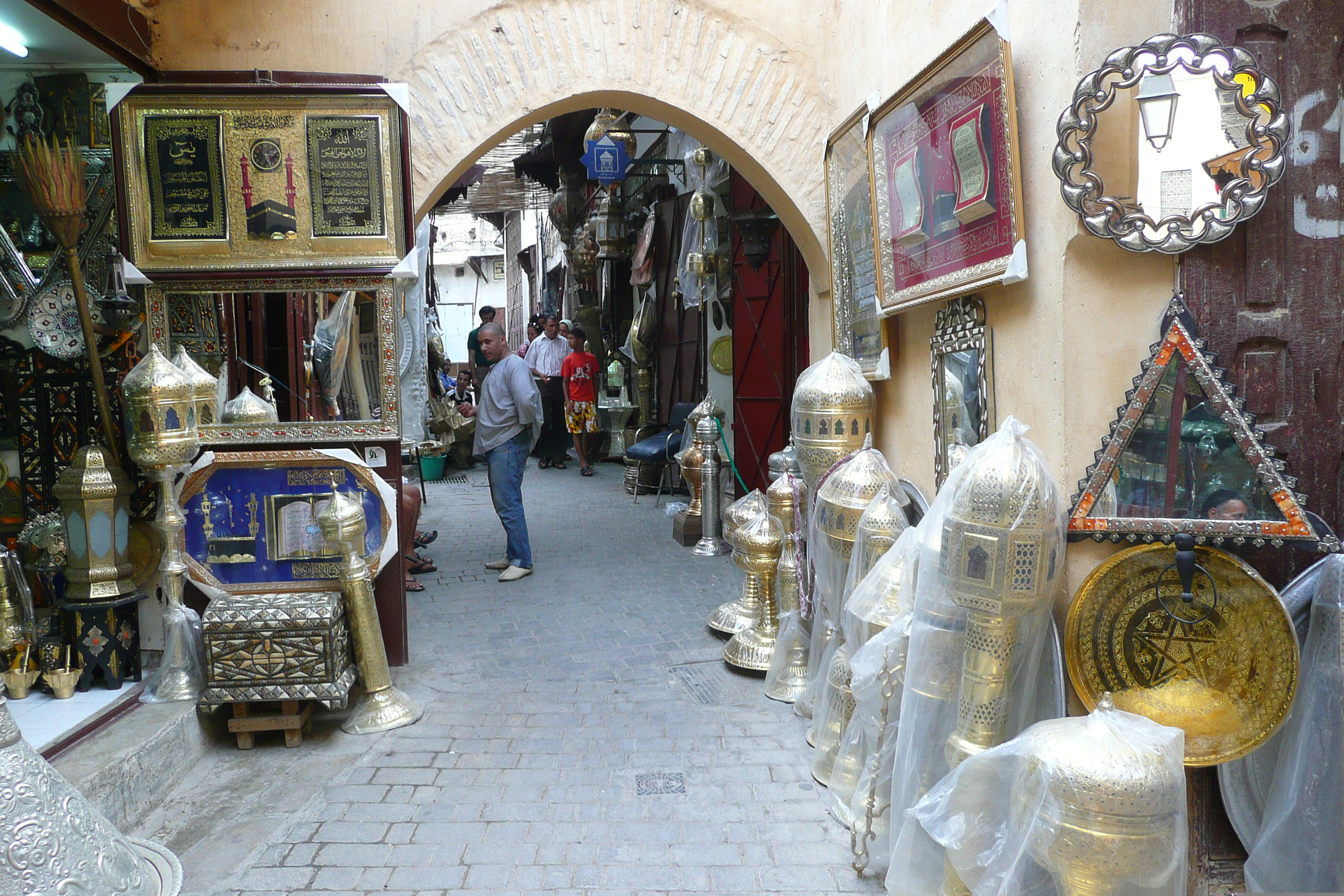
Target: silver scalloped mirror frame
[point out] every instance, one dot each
(1105, 215)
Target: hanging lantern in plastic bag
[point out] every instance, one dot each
(205, 387)
(1097, 801)
(756, 550)
(745, 612)
(831, 414)
(876, 532)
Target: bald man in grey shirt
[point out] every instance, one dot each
(509, 417)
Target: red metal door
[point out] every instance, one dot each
(1268, 300)
(769, 340)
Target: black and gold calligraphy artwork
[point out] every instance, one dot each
(344, 168)
(186, 179)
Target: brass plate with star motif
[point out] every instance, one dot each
(1226, 680)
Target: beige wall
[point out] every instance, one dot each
(764, 82)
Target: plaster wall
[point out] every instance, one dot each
(764, 82)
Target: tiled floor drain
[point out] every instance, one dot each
(659, 782)
(713, 684)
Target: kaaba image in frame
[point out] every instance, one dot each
(948, 142)
(1171, 144)
(372, 363)
(218, 501)
(1186, 457)
(250, 179)
(858, 326)
(963, 362)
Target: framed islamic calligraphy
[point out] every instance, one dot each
(261, 179)
(858, 328)
(945, 176)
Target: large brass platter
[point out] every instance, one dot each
(1227, 680)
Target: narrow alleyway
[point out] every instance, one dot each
(581, 735)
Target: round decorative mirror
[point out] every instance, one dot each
(1171, 143)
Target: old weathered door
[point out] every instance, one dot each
(1268, 299)
(769, 339)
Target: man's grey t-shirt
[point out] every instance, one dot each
(510, 403)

=== Task goal ===
Take from the listing above each line containing "shirt".

=== Output ===
Target: bald man in grey shirt
Target: man's grey t-shirt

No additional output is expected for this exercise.